§ **Work to complete**: Please print every line of the entries below word for word, leaving out the pictures.

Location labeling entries
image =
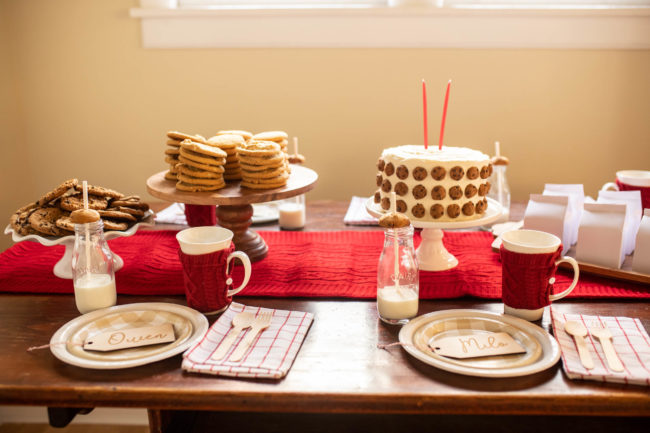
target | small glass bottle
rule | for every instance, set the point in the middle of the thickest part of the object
(92, 268)
(291, 213)
(397, 280)
(500, 191)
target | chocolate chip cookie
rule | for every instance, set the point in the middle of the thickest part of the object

§ **Exercise answer**:
image =
target | small glass bottle
rule | for every instance, set the point in the middle of the thickest part of the object
(92, 268)
(291, 213)
(397, 280)
(500, 191)
target | chocolate chip cookie
rule | for every instance, set the point in the middle of the thickest part of the object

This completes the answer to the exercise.